**Task list**
1. Please write out the part of the article on Iraq's election-day attacks that opens with the words containing "Insurgents bent on" and closes with "an Internet statement.".
2. Answer these questions from the article on Iraq's election-day attacks:
(a) Who wrote the article?
(b) At what time did the bomb planted inside the bus blow up?
(c) What was the name of the mosque where the arrested attacker had fled?

*** Excerpted passage ***

First Published 2005-01-30


Woman shows off her finger stained with indelible ink at polling station

 
Iraqis vote amid mounting attacks

 
At least thirty-seven people killed as suicide bombers, insurgents attack voting centres.

 
By Ned Parker - BAGHDAD

At least 37 people were killed and dozens wounded Sunday as suicide bombers and insurgents hit voting centres on Iraq's first free election in half-a-century.

Insurgents bent on disrupting the elections sent out bombers to wreak mayhem at polling centres around Baghdad but despite the intimidation factor, people still came out to vote, particularly in Shiite areas.

The group of Iraq's most wanted man, Abu Musab al-Zarqawi, claimed responsibility for suicide attacks against polling stations, according to an Internet statement.

The interior ministry said 30 civilians and six police died in attacks during Iraq's election and 96 people - 83 civilians and 13 police - had been injured.

A US soldier was also killed in action Sunday. The toll did not include suicide bombers who died carrying out attacks.

In the deadliest strike of the day, a suicide bomber struck outside a polling centre in eastern Baghdad, killing seven civilians and two policemen, an interior ministry source said, the second such attack in the capital on election day.

"The toll is nine killed, including seven civilians and two policemen, along with 12 wounded, seven of whom were civilians and five policemen," the source said, not counting the bomber who also died in the attack.

A policeman was killed and four others wounded when a bomber blew himself up near a polling station in Baghdad's upmarket Mansur district in the western part of the capital, the interior ministry said.

Police and soldiers had stopped the bomber as he tried to enter the sealed-off cordon around the polling station when the attacker detonated his explosives belt, a US military officer said. Two of the wounded were policemen and the others civilians.

An insurgent suicide attack against the residence of Justice Minister Malek Douhan al-Hassan killed a guard and injured four people, the interior ministry said.

In the most brazen attack, a suicide bomber was able to breach tough security to get into a Baghdad polling station for an attack that killed two people, police said.

A bomb also tore apart a bus ferrying Iraqi Sunni Muslim voters to a polling station, killing five people and wounding 14, police and hospital sources said.

The bomb planted inside the bus blew up at 4 pm (1300 GMT) as the Sunni Arab voters drove from their village of Abu Alwan to the larger town of Mahawil, said Police Captaim Ahmed al-Sumawi.

Rebels also fired mortars and rockets on polling stations. Four people were killed and seven others wounded when a mortar hit a voting centre in Baghdad's Shiite slum of Sadr City in the latest attack against the community expected to emerge as the resounding victors of the poll.

North of Baghdad, a female voter and a child was killed and 15 others wounded in a mortar attack on a polling station in the northern Iraqi town of Balad, police said.

South of the capital, a civilian was killed and three policemen wounded in Mahawil in the Shiite-dominated province of Babil, the Polish military said.

A US soldier died early Sunday in an attack in the restive province of Al-Anbar, but no details were given on his death.

US commanders have warned of suicide attacks, car bombs and mortar and rocket fire on Iraq's first election since the overthrow of Saddam Hussein almost two years ago as insurgents try to wreck the milestone event.

The unrest, which had already been predicted by world and Iraqi leaders, came despite a range of stringent security measures that included a ban on driving during polling day and the closure of Iraq's borders.

Mortars landed in some areas of the city but there were no casualties.

Iraqi soldiers surrounded polling stations, and it was difficult for people to move around.

West of Mosul, in the city of Tall Afar, at least eight people were wounded in fighting, medical sources said.

In the southern city of Basra, mortars landed near two polling stations but there were no reports of casualties.

Police arrested one of the attackers who fled to a Sunni Muslim mosque and surrounded the mosque, named al-Hamza, Police chief Ali Hamadi said.

*** Records shown ***

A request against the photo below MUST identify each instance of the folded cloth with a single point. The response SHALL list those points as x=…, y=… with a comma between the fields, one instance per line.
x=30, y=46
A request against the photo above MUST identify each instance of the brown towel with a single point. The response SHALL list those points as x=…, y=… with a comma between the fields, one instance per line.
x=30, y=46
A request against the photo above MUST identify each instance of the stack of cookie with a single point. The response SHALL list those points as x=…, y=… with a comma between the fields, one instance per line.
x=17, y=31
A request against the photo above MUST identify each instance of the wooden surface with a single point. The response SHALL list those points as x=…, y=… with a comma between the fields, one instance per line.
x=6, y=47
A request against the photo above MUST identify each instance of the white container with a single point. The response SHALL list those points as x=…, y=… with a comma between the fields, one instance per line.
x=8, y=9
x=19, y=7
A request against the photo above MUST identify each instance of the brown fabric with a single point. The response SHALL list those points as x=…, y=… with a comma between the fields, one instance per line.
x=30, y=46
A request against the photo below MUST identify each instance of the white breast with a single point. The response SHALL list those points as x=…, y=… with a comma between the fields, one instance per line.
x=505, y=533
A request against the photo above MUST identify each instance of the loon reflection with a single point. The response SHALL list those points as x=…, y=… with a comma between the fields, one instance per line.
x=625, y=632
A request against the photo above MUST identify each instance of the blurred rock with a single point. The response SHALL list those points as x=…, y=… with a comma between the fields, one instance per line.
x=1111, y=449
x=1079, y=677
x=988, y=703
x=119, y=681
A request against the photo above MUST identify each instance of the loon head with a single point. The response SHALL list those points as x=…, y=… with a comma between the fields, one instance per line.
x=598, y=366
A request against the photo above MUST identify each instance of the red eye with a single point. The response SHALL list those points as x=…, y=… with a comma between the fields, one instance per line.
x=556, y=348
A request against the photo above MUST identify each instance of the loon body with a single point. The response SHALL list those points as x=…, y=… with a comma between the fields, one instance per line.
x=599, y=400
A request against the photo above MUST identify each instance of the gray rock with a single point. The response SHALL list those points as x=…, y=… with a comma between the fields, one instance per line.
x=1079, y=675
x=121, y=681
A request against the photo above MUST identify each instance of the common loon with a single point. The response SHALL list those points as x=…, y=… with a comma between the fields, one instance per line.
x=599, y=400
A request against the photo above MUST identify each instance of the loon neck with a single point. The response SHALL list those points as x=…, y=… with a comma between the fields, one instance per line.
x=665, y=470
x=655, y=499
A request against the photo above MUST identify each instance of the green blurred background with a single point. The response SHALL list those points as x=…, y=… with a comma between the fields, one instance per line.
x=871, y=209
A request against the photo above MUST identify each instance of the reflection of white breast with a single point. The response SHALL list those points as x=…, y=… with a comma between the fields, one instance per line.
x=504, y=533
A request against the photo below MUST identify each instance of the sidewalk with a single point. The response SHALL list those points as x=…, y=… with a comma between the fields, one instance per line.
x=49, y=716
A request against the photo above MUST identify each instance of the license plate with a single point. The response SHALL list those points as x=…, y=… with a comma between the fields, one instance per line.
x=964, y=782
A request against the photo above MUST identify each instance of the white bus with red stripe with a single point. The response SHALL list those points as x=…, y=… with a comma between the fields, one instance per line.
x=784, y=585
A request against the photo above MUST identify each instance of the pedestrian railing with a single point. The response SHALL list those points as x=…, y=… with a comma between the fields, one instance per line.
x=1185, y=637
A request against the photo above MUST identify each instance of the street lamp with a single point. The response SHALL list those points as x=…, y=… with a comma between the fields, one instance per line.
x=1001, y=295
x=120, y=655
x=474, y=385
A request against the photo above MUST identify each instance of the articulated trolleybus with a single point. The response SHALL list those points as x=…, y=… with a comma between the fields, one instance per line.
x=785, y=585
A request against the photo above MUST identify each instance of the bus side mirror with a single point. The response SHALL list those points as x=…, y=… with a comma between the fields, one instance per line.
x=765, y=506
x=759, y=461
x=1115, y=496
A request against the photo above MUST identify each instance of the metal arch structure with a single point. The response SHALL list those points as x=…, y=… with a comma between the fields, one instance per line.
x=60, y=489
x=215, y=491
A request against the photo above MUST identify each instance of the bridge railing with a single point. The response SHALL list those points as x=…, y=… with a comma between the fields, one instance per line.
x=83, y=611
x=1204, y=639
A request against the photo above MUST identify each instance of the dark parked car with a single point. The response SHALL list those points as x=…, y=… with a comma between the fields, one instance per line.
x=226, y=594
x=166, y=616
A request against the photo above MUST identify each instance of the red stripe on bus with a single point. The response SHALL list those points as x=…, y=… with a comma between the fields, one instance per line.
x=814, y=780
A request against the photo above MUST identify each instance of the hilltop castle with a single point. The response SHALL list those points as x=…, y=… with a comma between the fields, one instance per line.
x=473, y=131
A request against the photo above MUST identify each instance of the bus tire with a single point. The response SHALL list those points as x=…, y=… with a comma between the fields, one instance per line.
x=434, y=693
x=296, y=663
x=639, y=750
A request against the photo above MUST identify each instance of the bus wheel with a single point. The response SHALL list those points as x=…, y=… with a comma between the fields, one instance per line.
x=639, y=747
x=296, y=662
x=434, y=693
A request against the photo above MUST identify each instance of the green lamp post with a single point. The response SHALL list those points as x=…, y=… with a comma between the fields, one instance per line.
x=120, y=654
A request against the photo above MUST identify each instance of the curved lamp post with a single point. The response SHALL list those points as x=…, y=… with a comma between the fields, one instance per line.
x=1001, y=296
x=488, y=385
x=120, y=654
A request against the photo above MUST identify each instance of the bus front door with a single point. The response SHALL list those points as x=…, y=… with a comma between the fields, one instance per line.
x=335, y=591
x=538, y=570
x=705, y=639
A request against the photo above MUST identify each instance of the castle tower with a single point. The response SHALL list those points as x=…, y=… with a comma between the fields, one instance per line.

***

**Solutions below**
1.
Insurgents bent on disrupting the elections sent out bombers to wreak mayhem at polling centres around Baghdad but despite the intimidation factor, people still came out to vote, particularly in Shiite areas.

The group of Iraq's most wanted man, Abu Musab al-Zarqawi, claimed responsibility for suicide attacks against polling stations, according to an Internet statement.

2.
(a) Ned Parker
(b) 4 pm (1300 GMT)
(c) al-Hamza